EXCERPT.
>>
Clinical Examination of Farm Animals. Clinical examination is a fundamental part of the process of veterinary diagnosis. It provides the veterinarian with the information required to determine the disease or diseases producing the clinical abnormalities.
Clinical Examination of Farm Animals
In addition, the information derived from the clinical examination should assist the veterinarian in determining the severity of the patho-physiological processes present. Without a proficient clinical examination and an accurate diagnosis it is unlikely that the treatment, control, prognosis and welfare of animals will be optimized.
The purpose of this book is to assist clinicians in performing a detailed clinical examination of the individual animal and to increase the awareness of more advanced techniques used in further investigations. The structure and content of the book should assist veterinary students in their understanding of farm animal clinical examination, act as a quick reference for clinicians who are called upon to examine an unfamiliar species and provide a more detailed account for experienced clinicians in their continuing professional development.
In this book the authors have attempted to describe and illustrate the ways in which clinical examination of farm animal species can be performed. Throughout the book conditions are used to illustrate the predisposing risk factors and the clinical abnormalities that may be present. In doing so the authors have tried to provide information that may assist the reader in formulating differential diagnoses. Numerous illustrations are provided to complement the text.
In the first part of the book the principles of clinical examination are described. The second and largest part of the book is devoted to the clinical examination of cattle. Following a chapter on the general examination of cattle, each body system or region has a chapter in which the applied anatomy is briefly re-viewed and the clinical examination is described in detail. Within each of these chapters there are check-lists on how to perform the examination and what abnormalities may be present. Further parts of the book are devoted to the clinical examination of sheep, goats and pigs. Where the examination of the ovine, caprine or porcine body system is similar to the bovine, the reader is referred back to the appropriate cattle chapter.
The book is largely based on the experience of the authors as practitioners, as consultants in referral clinics and as teachers of clinical veterinary students. The authors hope that the reader will find this book both interesting and useful.
<<
TASK REQUIREMENTS.
A - Revise the farm animal examination text starting at "Clinical Examination of Farm Animals." and ending at "the clinical abnormalities.", putting "clinician" wherever "veterinarian" appears.
B - According to the farm animal examination text, which part of the book is the largest, and what is it devoted to?
The listing that comes next is separate material with no connection to the farm animal examination text.

RECORDS PROVIDED.
>>
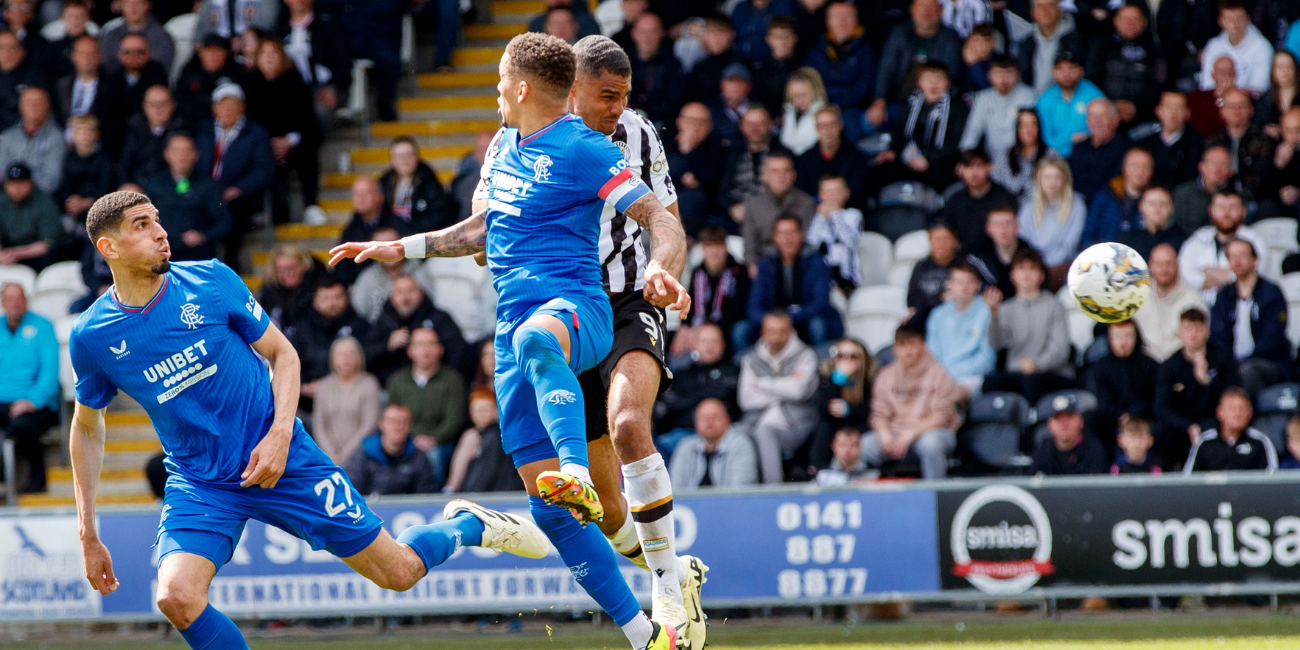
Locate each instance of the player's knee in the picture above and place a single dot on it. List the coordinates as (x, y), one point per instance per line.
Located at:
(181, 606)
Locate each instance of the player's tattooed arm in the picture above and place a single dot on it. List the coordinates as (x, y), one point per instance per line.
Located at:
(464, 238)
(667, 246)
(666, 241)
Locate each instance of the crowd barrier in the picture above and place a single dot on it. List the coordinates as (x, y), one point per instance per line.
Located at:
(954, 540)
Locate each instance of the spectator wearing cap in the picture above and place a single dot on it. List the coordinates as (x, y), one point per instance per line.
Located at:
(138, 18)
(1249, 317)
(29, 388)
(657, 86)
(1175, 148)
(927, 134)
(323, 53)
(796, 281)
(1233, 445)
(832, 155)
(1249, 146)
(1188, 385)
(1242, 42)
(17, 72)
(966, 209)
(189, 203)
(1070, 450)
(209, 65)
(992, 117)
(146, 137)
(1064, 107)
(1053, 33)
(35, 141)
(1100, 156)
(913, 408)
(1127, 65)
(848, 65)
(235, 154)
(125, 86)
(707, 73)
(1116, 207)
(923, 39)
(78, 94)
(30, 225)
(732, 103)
<<
>>
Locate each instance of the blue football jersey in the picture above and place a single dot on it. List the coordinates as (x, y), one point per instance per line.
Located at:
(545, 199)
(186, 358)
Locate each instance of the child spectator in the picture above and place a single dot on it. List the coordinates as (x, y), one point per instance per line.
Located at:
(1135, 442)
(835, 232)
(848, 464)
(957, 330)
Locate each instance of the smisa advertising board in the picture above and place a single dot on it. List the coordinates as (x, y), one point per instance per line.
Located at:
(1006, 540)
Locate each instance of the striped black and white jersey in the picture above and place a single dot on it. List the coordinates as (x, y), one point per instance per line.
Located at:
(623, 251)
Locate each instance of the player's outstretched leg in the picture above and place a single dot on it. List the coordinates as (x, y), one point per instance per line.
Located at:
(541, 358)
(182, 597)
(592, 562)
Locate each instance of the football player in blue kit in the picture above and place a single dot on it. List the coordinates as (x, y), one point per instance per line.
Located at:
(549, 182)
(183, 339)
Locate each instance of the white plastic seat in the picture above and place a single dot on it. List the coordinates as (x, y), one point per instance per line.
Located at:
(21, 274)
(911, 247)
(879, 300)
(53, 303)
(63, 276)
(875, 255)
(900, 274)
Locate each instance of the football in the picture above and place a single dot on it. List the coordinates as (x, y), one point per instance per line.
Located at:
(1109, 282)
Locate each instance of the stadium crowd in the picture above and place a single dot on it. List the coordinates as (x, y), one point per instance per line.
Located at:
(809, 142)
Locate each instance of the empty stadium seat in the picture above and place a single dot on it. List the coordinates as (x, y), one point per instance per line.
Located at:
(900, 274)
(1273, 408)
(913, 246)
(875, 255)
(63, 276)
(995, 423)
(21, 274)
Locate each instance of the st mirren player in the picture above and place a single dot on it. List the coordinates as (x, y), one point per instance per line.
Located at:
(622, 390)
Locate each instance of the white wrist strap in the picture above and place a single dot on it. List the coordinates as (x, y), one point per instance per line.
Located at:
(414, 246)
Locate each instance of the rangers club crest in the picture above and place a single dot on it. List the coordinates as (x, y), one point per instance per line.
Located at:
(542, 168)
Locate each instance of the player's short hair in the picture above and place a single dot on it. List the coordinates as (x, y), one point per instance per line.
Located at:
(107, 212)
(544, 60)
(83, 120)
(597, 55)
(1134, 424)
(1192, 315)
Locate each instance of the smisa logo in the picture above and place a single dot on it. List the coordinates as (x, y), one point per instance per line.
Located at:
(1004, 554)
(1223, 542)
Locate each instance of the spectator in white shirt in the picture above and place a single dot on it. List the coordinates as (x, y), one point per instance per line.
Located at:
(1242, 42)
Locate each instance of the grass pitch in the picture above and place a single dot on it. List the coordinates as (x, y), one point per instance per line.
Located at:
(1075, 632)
<<
>>
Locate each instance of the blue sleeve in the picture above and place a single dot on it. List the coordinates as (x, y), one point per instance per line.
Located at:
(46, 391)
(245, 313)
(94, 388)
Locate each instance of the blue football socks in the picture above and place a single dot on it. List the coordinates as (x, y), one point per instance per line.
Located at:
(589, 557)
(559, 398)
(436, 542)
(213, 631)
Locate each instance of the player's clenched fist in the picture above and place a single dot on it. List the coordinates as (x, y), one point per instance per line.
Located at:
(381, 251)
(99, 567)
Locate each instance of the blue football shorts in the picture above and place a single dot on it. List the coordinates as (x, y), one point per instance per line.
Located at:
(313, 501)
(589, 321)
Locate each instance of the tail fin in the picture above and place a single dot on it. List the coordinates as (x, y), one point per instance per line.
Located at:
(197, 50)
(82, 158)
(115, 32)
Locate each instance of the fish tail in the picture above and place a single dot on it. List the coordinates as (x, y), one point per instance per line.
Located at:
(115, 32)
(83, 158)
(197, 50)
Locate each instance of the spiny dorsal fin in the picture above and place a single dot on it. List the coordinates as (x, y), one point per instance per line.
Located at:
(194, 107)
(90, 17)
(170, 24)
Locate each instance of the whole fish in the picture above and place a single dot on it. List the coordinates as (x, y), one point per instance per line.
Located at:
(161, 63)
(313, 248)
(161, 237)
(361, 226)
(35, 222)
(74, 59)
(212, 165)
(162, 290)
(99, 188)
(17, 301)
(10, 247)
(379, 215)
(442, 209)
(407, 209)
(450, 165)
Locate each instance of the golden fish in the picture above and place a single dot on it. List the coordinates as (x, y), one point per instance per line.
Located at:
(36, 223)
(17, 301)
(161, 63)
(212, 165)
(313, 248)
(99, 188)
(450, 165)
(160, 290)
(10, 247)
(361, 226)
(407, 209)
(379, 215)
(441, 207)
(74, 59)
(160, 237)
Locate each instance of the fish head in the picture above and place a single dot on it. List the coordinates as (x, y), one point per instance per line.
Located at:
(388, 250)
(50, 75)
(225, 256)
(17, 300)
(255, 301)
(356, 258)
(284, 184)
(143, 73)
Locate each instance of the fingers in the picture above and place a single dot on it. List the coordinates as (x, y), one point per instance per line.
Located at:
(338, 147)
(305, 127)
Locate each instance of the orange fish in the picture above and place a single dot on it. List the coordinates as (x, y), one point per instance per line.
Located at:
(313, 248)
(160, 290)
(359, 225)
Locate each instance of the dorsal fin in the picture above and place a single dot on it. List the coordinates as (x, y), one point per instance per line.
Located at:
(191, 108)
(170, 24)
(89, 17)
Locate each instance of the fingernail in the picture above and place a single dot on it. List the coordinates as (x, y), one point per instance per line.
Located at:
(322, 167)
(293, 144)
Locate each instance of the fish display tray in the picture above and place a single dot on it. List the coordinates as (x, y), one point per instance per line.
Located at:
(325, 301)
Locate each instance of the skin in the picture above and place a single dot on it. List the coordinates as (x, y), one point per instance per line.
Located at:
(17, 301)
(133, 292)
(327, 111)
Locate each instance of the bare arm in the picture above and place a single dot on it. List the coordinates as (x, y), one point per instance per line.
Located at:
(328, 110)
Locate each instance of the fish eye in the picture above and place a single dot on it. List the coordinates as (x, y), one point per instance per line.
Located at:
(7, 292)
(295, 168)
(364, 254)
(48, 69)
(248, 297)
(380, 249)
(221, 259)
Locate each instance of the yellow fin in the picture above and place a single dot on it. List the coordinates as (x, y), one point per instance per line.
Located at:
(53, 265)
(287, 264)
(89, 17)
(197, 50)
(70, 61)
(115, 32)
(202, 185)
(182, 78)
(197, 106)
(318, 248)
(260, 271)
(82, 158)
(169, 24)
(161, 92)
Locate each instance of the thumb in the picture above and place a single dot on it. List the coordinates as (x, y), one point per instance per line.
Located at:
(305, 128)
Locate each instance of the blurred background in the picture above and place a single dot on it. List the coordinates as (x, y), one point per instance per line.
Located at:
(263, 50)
<<
ANSWERS.
A -
Clinical Examination of Farm Animals. Clinical examination is a fundamental part of the process of veterinary diagnosis. It provides the clinician with the information required to determine the disease or diseases producing the clinical abnormalities.

B - The second part, devoted to the clinical examination of cattle.